== AUFGABE 1 ==
In welchem Absatz der Einleitung wendet sich Hegel laut dem ausgewählten Auszug der Frage nach dem Anfang des Philosophierens zu?

Somit haben wir eine erste Idee davon gewonnen, wie die einleitende Kritik Hegels zu verstehen ist. Sie hat, von Anfang an, eine positive Seite, die folgendermaßen artikuliert werden kann: Hegel will nicht mit unbegründeten Voraussetzungen beginnen. Er erläutert dies auch mit Blick auf den Gehalt der zentralen Begriffe (wie derjenigen von Subjekt, Objekt, dem unabhängigen Bestehen des Objekts oder dem Erkennen im Unterschied zum Erkannten): Er will diesen Gehalt, wie er sagt, »geben« (74/71), das heißt: er will ihn entwickeln und nicht voraussetzen.
Hegels Kritik des Projekts der Erkenntniskritik macht selbstverständlich noch nicht klar, wie er selbst sich den Anfang des Philosophierens vorstellt. Dieser Frage wendet er sich im vierten Absatz der Einleitung zu. Gerade hier ist der Text recht kurzatmig und erklärt nicht allzu viel. Nachdem Hegel festgehalten hat, dass unbegründete Voraussetzungen genau das sind, was durch Wissenschaft und damit durch Philosophie überwunden werden soll, heißt es: »Aber die Wissenschaft darin, dass sie auftritt, ist sie selbst eine Erscheinung; ihr Auftreten ist noch nicht sie in ihrer Wahrheit ausgeführt und ausgebreitet.« (74/71) Es ist entscheidend zu klären, was Hegel hier sagen will. Ich schlage vor, ihn folgendermaßen zu verstehen: Wissenschaft ist immer mit Wissensansprüchen verbunden. Wenn diese erhoben werden, ist aber noch nicht klar, ob sie auch tatsächlich eingelöst werden. Das ist zunächst immer eine offene Frage. In diesem Sinne ist Wissenschaft zuerst einmal eine Erscheinung: ein Erheben von Wissensansprüchen, die in der Folge geprüft werden müssen.
Aus diesem Grund stellt Hegel auch nicht zu Beginn ein anderes Projekt gegen das Projekt der Erkenntniskritik. Er sagt in Bezug auf ein solches mögliches Vorgehen in aller Deutlichkeit: » ein trockenes Versichern gilt aber gerade soviel als ein anderes.« (74/71) Wissenschaft kann sich so nicht damit zufriedengeben, dass sie eine bestimmte Position bezieht. Genau darin ist sie eine bloße Erscheinung, wie Hegel sagt, bloß ein trockenes Versichern – oder anders gesagt: bloß ein erhobener Wissensanspruch. Wissensansprüche aber müssen eingelöst werden. Sie müssen sich anderen gegenüber bewähren. Wissenschaft ist eine Praxis, in der Wissensansprüche nicht einfach für sich stehen, sondern zu überprüfen sind. Eine entsprechende Überprüfung aber kann es nur dann geben, wenn das Wissen als Wissen thematisiert werden kann. Nur dann kann sich zeigen, ob erhobene Wissensansprüche auch eingelöst werden. Wissenschaft ist, kurz gesagt, notwendig mit einem Wissen vom Wissen verbunden. Wissenschaft ist nicht nur das Projekt, Wissen zu erlangen, sondern auch das Projekt, Wissen als Wissen zu thematisieren. In der Wissenschaft geht es um ein Wissen vom Wissen, um ein höherstufiges Wissen – ein Wissen, das sich als Wissen weiß. Drückt man es in dieser Weise aus, ist leicht zu sehen, dass Hegel nicht einfach allgemein von Wissenschaft spricht, sondern Wissenschaft in spezifischer Weise versteht: als Philosophie. Die Ausführungen Hegels zur Wissenschaft handeln von Philosophie, präsentieren also Philosophie als Wissenschaft par excellence .

== AUFGABE 2 ==
Ersetze in den Datensätzen bitte „algae“ durch „moss“, und zwar nur von der Zeile mit „Task: point out the turtle rear“ bis einschließlich der Zeile mit „point(39, 276)“. Gib ausschließlich diese Zeilen wieder und lass alles andere darin unverändert.

Zeilen aus einem Zeige-Datensatz
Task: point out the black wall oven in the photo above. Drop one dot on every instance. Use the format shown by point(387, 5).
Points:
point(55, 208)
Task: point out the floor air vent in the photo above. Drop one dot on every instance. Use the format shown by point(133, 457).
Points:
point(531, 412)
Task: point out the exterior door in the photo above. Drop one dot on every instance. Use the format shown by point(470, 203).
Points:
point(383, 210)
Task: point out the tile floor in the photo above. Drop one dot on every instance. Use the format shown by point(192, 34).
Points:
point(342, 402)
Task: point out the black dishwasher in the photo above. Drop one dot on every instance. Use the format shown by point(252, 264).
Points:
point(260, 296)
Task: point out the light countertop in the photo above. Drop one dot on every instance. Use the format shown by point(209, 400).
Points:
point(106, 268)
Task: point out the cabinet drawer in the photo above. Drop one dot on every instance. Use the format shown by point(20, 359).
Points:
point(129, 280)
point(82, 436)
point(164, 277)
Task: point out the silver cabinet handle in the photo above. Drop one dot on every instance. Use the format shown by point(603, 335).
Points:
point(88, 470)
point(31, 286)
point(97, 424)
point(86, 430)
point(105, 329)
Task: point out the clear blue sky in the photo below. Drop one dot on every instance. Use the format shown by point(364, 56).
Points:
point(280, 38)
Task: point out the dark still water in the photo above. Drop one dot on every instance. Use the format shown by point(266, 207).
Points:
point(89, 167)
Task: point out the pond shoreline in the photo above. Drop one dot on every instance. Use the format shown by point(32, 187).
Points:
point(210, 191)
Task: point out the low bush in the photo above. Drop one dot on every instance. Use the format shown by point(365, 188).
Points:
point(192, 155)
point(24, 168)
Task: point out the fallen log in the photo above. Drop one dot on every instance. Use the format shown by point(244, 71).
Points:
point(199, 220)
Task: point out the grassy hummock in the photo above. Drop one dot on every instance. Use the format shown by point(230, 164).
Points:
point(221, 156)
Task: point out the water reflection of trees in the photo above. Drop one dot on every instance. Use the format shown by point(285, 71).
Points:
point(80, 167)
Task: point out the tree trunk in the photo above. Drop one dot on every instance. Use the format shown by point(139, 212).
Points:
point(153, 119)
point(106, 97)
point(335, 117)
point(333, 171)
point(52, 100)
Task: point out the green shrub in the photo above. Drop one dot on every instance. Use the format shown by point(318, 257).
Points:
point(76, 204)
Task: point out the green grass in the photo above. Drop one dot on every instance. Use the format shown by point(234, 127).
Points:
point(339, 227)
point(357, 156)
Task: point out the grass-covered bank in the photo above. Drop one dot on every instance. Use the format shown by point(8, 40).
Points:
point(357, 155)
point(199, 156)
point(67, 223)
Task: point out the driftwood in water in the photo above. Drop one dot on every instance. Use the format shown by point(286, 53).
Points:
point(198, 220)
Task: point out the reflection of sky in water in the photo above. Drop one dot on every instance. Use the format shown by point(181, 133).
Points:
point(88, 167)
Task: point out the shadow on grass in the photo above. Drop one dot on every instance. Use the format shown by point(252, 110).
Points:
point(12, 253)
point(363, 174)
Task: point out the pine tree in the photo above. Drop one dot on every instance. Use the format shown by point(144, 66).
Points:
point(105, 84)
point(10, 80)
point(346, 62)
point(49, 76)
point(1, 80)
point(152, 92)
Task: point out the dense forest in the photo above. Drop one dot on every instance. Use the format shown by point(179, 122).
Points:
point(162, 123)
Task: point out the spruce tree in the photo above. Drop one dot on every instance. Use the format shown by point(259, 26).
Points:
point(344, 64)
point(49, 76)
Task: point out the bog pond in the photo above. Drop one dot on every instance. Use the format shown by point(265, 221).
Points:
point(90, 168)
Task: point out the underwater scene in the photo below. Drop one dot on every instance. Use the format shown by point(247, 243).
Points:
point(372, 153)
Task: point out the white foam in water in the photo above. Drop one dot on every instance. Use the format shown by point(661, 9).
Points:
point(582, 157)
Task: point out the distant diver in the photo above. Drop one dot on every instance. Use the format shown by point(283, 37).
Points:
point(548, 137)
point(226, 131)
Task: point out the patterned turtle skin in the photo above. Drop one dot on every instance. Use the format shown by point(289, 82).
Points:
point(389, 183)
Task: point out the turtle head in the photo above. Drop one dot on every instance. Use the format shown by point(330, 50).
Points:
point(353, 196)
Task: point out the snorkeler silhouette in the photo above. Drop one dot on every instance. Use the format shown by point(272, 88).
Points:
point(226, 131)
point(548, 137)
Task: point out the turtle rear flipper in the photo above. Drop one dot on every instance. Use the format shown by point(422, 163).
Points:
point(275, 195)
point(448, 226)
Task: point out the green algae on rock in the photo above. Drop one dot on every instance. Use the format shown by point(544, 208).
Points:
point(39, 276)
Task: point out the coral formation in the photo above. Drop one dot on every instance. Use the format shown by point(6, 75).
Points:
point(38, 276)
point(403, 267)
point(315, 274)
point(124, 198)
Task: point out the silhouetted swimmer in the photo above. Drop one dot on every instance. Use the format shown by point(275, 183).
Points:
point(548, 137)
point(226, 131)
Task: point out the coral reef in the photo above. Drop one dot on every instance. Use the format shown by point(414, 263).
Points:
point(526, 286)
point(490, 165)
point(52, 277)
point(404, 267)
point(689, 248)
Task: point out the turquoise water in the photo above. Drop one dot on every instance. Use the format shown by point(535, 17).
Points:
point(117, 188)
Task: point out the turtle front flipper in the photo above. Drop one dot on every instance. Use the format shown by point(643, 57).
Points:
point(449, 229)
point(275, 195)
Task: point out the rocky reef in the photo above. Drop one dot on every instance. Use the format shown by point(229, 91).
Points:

== ANTWORT 1 ==
Im vierten Absatz.

== ANTWORT 2 ==
Task: point out the turtle rear flipper in the photo above. Drop one dot on every instance. Use the format shown by point(422, 163).
Points:
point(275, 195)
point(448, 226)
Task: point out the green moss on rock in the photo above. Drop one dot on every instance. Use the format shown by point(544, 208).
Points:
point(39, 276)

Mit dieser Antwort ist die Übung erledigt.